▶ **Exercise aim**
Reproduce every line of the entries below, requests included, multiplying each coordinate in the answers by 2.55 and rounding the result to the nearest whole number, with halves rounded up. Omit the pictures from your reproduction.

— Begin Records —

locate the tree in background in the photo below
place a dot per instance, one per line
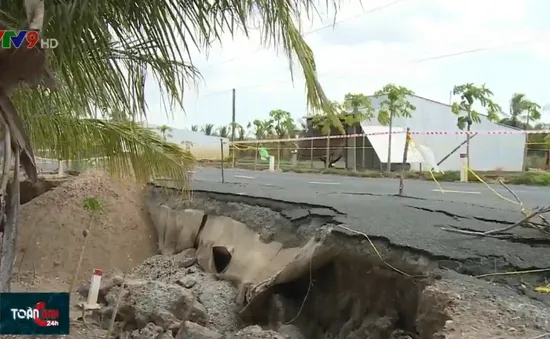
(262, 128)
(361, 109)
(522, 112)
(166, 131)
(466, 114)
(208, 129)
(100, 65)
(223, 131)
(395, 104)
(282, 123)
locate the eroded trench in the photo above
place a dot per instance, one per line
(296, 268)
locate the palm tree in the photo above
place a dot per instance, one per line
(166, 131)
(105, 52)
(208, 129)
(282, 121)
(522, 112)
(223, 131)
(263, 128)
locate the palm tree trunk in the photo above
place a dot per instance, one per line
(9, 216)
(525, 147)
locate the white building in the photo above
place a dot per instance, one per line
(203, 147)
(488, 152)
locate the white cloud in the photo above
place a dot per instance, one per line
(365, 51)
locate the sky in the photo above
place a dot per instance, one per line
(374, 43)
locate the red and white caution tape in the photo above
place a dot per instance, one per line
(497, 132)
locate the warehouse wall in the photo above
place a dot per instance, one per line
(488, 152)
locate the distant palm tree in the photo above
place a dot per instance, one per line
(166, 131)
(522, 112)
(187, 144)
(223, 131)
(208, 129)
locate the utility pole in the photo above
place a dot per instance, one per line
(388, 165)
(233, 118)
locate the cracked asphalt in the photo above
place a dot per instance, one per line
(416, 222)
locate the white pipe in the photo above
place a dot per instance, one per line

— End Records —

▶ **Written reply**
locate the tree in background in the photo below
place a dot per instance, one per line
(668, 326)
(921, 278)
(1331, 286)
(423, 334)
(1188, 291)
(530, 329)
(255, 166)
(569, 334)
(1007, 265)
(719, 314)
locate the eroded trench in the photo above
place a dot per instance, one per line
(755, 683)
locate the palm tree in the photo above
place a dot per instance, one per line
(423, 334)
(268, 133)
(530, 329)
(719, 309)
(1331, 286)
(569, 334)
(671, 326)
locate the palm tree trunk in the photo above
place a dot per instance, one per line
(23, 551)
(1339, 375)
locate the white building in the photo above
place a dot per instance, one per line
(518, 375)
(1244, 388)
locate the white cloud in the photo above
place a dot per instance, one per line
(931, 130)
locate the sky in the photo above
place a dot per instance, one per line
(954, 110)
locate the red and white caution tape in the photo above
place a dot per instance, one per line
(1267, 337)
locate the warehouse wall in the photo above
place a dot per instance, one per line
(1244, 388)
locate the distant palm tree in the photo above
place a dot per instance, one per line
(423, 334)
(1331, 286)
(477, 367)
(569, 334)
(530, 329)
locate the utility pole in the photo above
place a dot per instance, one per line
(989, 421)
(594, 301)
locate the cracked asphalt in the photo above
place a dot per instance, one per line
(1061, 566)
locate the white pipe in the photo above
place a dot per instance, one per line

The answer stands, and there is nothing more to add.